EXERCISE TASK A:
In the meditation overview, how long and how often does a Transcendental Meditation practice involve sitting?
EXERCISE TASK B:
Using the meditation overview, explain why many Zen practitioners study under a teacher.
EXERCISE TASK C:
Reproduce the passage of the meditation overview starting at "6. Movement Meditation" and ending at "and mindful running.".

SOURCE TEXT:
════════
3. Chakra Meditation
Best for sleep
Chakra meditation is a blanket term for any type of meditation that seeks to clear blocked chakras (energy centers that unite mind, body and spirit) and harness the power of these centers located throughout the body. They can be used for everything from promoting calm and relaxation to encouraging spiritual awakening (note that those meditations devoted to spiritual awakening should be guided by a certified teacher, not a YouTube video). Basically, if your goal is to feel more balanced or relaxed, or even just to have an easier time falling asleep, a self-monitored practice should suffice. If your intentions are a little deeper, your best bet is to learn from the pros.
4. Transcendental Meditation
Best for those who need a routine
One of the most popular forms of meditation today, transcendental meditation (TM) has the ultimate goal of rising above the person's current state of being, or transcending. A TM practice involves sitting with your eyes closed for 20 minutes, twice a day, repeating a mantra that was given to you by a certified Transcendental Meditation teacher (which you can find here). Heads up that getting a personalized mantra isn’t free: A four-session TM course with one-on-one instruction, group training and lifetime support starts at $500 for those making less than $50,000 and goes up to $960 for those making more than $200,000. Also note that while studies have shown meditation to be an effective tool for relieving stress, sharpening attention and more, there isn't any scientific proof that practitioners of TM reap further benefits like transcending or levitating.
5. Zen Meditation
Best for those who are spiritual
Sometimes called zazen, zen meditation is a meditation technique rooted in Buddhist psychology. Many Zen practitioners study under a teacher because this kind of meditation involves specific steps and postures. The meaning and method of zazen varies from school to school, but in general it can be regarded as a means of insight into the nature of existence. Though similar to mindfulness meditation, Zen meditation requires more discipline and practice.
6. Movement Meditation
Best for those who can’t sit still
Though many types of meditation are done while sitting still or laying down, meditation doesn’t require stillness. Movement meditation, or moving meditation, is, very basically, meditating while moving. Movement meditation allows you to cultivate a sense of mind-body awareness by focusing on your body's physical sensations as it moves. In a 2013 study, German researchers examined 75 individuals who had perceived high levels of psychological distress. They found that those who engaged in mindful walking for just ten minutes a day showed reduced levels of stress and anxiety, and overall improvement in quality of life compared to those who did not participate in mindful walking. Other examples of movement meditation include yoga, tai chi or other martial arts and mindful running.
════════
PROVIDED MATERIAL:
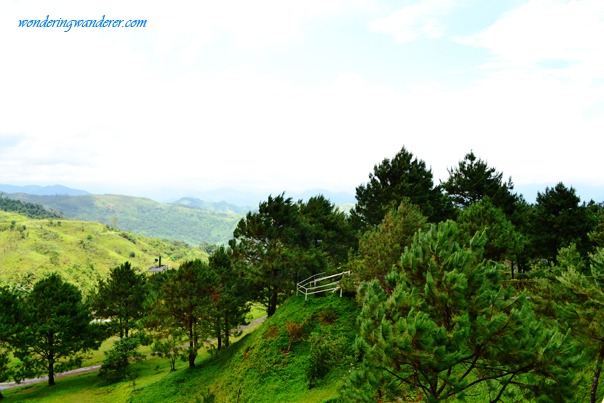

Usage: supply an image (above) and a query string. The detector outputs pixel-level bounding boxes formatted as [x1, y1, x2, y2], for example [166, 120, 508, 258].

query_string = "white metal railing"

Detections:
[296, 270, 350, 300]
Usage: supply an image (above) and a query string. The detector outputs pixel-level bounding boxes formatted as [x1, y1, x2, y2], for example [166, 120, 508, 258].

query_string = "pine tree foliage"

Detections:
[93, 262, 147, 338]
[457, 197, 527, 272]
[442, 151, 518, 216]
[349, 198, 427, 288]
[229, 194, 308, 316]
[351, 147, 452, 230]
[208, 246, 251, 350]
[556, 248, 604, 403]
[148, 259, 219, 368]
[530, 183, 595, 261]
[0, 287, 23, 399]
[15, 274, 104, 385]
[345, 222, 580, 402]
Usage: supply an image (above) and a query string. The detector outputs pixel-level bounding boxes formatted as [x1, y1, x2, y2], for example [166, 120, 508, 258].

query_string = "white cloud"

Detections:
[369, 0, 454, 42]
[458, 0, 604, 79]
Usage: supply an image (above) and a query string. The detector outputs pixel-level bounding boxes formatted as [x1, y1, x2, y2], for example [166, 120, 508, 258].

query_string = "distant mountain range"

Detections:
[0, 184, 90, 196]
[5, 193, 244, 246]
[0, 184, 354, 246]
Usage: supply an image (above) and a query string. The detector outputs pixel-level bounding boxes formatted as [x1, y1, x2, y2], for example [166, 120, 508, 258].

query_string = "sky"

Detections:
[0, 0, 604, 202]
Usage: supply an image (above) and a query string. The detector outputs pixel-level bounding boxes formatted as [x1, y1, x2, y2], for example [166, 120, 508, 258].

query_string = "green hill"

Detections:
[0, 211, 207, 292]
[131, 295, 358, 403]
[4, 294, 359, 403]
[5, 193, 243, 246]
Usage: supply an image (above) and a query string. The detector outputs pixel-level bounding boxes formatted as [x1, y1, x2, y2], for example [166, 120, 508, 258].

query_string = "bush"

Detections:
[99, 336, 144, 383]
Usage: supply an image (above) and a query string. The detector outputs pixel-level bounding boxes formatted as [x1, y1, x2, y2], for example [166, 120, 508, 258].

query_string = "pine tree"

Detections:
[345, 222, 579, 402]
[15, 274, 104, 385]
[351, 147, 453, 230]
[93, 262, 147, 338]
[556, 248, 604, 403]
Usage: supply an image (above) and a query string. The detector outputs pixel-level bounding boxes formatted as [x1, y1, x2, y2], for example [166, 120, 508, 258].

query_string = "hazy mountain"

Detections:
[6, 193, 243, 246]
[196, 188, 356, 211]
[172, 197, 254, 215]
[0, 184, 90, 196]
[514, 182, 604, 203]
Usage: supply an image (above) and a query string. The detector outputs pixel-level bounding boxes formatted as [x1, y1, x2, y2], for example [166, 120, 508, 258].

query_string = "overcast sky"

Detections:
[0, 0, 604, 202]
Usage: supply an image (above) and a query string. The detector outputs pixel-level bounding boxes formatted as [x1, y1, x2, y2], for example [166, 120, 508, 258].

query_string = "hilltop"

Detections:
[5, 193, 245, 246]
[5, 294, 359, 403]
[0, 211, 207, 292]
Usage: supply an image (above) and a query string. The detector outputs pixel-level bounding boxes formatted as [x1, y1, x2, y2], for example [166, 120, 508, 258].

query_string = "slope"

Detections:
[5, 193, 243, 246]
[0, 211, 207, 292]
[132, 295, 358, 402]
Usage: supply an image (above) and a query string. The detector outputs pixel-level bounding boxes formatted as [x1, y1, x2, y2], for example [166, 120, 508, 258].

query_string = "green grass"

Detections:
[0, 211, 207, 294]
[4, 295, 358, 403]
[4, 194, 245, 246]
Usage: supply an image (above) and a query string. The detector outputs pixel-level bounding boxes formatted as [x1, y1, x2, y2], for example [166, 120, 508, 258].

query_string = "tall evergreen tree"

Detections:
[15, 274, 104, 385]
[93, 262, 147, 338]
[299, 195, 357, 269]
[351, 147, 452, 230]
[442, 151, 519, 217]
[530, 182, 595, 261]
[345, 222, 579, 402]
[208, 246, 251, 350]
[457, 197, 526, 278]
[229, 194, 308, 316]
[349, 198, 426, 290]
[152, 260, 218, 368]
[557, 248, 604, 403]
[0, 286, 23, 399]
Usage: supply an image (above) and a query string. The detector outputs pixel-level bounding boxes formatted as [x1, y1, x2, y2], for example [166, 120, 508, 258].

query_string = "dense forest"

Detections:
[0, 193, 63, 219]
[0, 148, 604, 403]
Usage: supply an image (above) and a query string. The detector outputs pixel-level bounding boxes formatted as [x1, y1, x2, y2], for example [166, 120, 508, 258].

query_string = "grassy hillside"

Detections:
[4, 295, 358, 403]
[0, 211, 207, 291]
[6, 193, 243, 246]
[132, 295, 358, 402]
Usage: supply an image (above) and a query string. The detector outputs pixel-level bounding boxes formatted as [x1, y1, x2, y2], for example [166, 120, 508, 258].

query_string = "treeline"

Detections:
[0, 192, 64, 219]
[0, 148, 604, 402]
[0, 256, 251, 397]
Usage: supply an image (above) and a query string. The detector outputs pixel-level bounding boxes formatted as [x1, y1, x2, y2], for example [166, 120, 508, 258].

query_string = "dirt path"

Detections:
[0, 316, 266, 390]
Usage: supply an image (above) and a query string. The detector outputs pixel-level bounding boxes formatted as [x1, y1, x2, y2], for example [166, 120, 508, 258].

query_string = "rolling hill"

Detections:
[0, 211, 207, 292]
[5, 193, 245, 246]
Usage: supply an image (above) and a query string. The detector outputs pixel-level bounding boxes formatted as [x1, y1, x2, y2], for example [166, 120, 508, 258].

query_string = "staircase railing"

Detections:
[296, 270, 350, 300]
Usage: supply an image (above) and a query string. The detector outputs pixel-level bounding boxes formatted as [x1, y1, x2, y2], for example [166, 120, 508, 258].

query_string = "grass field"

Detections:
[4, 296, 357, 403]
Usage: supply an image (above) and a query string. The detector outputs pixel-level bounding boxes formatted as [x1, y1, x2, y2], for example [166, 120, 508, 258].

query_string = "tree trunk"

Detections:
[224, 314, 231, 347]
[590, 342, 604, 403]
[266, 289, 278, 317]
[189, 321, 197, 368]
[48, 358, 55, 386]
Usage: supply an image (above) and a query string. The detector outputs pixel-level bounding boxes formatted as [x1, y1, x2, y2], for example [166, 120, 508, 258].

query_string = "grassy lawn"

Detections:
[3, 304, 266, 403]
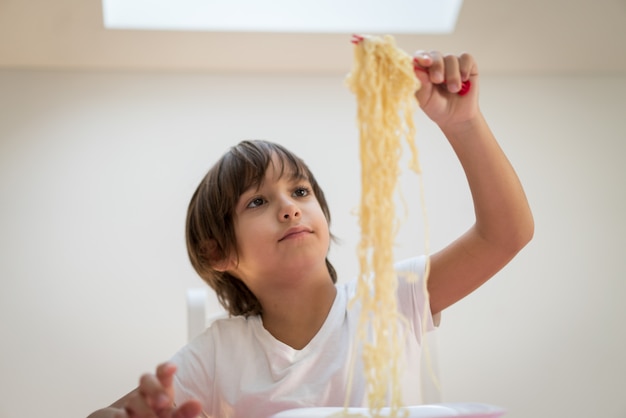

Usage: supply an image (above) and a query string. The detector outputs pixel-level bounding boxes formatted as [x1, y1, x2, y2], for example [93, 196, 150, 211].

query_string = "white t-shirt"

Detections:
[172, 256, 433, 418]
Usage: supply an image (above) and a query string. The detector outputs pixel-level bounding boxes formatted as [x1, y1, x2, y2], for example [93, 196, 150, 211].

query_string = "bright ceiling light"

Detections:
[102, 0, 462, 34]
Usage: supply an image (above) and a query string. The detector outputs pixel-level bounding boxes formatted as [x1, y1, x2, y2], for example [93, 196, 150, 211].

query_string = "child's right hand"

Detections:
[116, 363, 202, 418]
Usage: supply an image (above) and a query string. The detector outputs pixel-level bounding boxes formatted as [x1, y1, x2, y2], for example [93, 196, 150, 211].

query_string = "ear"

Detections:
[200, 239, 234, 272]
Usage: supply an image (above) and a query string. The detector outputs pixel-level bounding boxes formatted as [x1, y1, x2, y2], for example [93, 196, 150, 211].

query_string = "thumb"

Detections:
[172, 400, 202, 418]
[156, 362, 176, 400]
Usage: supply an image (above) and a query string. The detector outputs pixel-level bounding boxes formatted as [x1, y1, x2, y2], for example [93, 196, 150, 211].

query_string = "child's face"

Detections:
[229, 160, 330, 297]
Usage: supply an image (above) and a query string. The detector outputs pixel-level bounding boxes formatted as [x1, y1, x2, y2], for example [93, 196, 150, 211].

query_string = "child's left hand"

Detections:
[413, 51, 479, 129]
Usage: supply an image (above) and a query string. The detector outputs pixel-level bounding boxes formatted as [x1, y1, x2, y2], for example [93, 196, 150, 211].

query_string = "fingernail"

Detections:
[157, 394, 170, 408]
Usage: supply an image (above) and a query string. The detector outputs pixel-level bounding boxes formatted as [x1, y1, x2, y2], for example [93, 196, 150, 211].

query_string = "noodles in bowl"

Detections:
[271, 403, 505, 418]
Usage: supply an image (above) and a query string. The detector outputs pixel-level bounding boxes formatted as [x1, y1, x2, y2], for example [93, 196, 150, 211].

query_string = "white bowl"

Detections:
[271, 403, 504, 418]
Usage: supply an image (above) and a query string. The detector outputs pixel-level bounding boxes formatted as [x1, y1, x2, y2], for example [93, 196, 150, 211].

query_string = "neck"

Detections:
════════
EXERCISE RESULT A:
Twenty minutes at a time, twice a day, with eyes closed.

EXERCISE RESULT B:
Many Zen practitioners study under a teacher because Zen meditation involves specific steps and postures.

EXERCISE RESULT C:
6. Movement Meditation
Best for those who can’t sit still
Though many types of meditation are done while sitting still or laying down, meditation doesn’t require stillness. Movement meditation, or moving meditation, is, very basically, meditating while moving. Movement meditation allows you to cultivate a sense of mind-body awareness by focusing on your body's physical sensations as it moves. In a 2013 study, German researchers examined 75 individuals who had perceived high levels of psychological distress. They found that those who engaged in mindful walking for just ten minutes a day showed reduced levels of stress and anxiety, and overall improvement in quality of life compared to those who did not participate in mindful walking. Other examples of movement meditation include yoga, tai chi or other martial arts and mindful running.